> Exercise A
In the small business article, swap "optimism" for "confidence" and write out the part between "Why Everyone's Happy" and "and business services.", inclusive.
> Exercise B
Name every industry where the small business article says small companies added jobs.

> Text block
****
Why Everyone's Happy When Small Businesses are Happy
In a year when bank lending to entrepreneurs seems to be returning to more normal levels, two recent bank surveys continue to point to an improving economic picture for small business owners.
The data shows small business optimism is generally improving, while small companies added jobs in a wide variety of industries, including construction, manufacturing, and business services.
The Wells Fargo small business survey for the third quarter, produced in collaboration with Gallup Inc. and released last week, is based on a numerical composite culled from the responses of 600 small business owners polled in July. It shows small business optimism overall at 49, up two points from the second quarter, and nearly double its score from the same quarter in 2013. But that's still a long distance from scores over 100 achieved regularly prior to the 2008 recession.
“The latest index scores show small businesses have made gradual progress since the economic downturn. With modest improvement in the economy, healthier small businesses are growing revenue and have stronger cash flow today,” Lisa Stevens, head of small business for Wells Fargo, said in a press release.
****
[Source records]
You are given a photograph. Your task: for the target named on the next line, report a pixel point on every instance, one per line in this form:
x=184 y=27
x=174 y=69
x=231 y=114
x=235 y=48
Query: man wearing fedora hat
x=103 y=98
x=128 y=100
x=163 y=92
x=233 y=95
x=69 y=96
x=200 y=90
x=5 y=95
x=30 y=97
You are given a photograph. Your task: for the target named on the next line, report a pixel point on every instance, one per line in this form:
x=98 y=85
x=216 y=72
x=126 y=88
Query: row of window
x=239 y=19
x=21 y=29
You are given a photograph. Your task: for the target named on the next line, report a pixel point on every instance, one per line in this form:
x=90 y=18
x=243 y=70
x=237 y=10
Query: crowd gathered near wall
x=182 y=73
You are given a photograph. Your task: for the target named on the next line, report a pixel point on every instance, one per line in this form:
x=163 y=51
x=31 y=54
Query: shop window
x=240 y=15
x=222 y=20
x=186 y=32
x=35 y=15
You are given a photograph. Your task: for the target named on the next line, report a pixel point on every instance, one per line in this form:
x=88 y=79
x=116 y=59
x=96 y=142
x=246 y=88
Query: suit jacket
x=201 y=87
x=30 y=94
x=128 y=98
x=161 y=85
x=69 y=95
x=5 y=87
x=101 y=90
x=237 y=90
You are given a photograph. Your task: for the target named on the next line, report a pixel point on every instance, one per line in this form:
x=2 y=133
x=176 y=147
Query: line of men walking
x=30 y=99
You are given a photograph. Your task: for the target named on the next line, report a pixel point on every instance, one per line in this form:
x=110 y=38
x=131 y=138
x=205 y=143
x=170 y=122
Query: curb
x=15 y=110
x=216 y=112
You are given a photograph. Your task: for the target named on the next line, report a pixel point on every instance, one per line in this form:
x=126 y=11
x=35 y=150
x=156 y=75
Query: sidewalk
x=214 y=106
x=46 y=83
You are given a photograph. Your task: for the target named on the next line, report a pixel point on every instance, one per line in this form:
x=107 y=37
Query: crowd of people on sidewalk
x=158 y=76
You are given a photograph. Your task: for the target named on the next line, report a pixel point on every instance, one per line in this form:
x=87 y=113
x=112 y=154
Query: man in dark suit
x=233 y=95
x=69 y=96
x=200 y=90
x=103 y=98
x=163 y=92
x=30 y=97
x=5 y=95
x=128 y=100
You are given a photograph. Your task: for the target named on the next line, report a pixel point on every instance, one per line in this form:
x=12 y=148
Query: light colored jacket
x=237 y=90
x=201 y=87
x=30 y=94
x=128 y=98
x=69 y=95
****
> Output A
Why Everyone's Happy When Small Businesses are Happy
In a year when bank lending to entrepreneurs seems to be returning to more normal levels, two recent bank surveys continue to point to an improving economic picture for small business owners.
The data shows small business confidence is generally improving, while small companies added jobs in a wide variety of industries, including construction, manufacturing, and business services.

> Output B
Construction, manufacturing, business services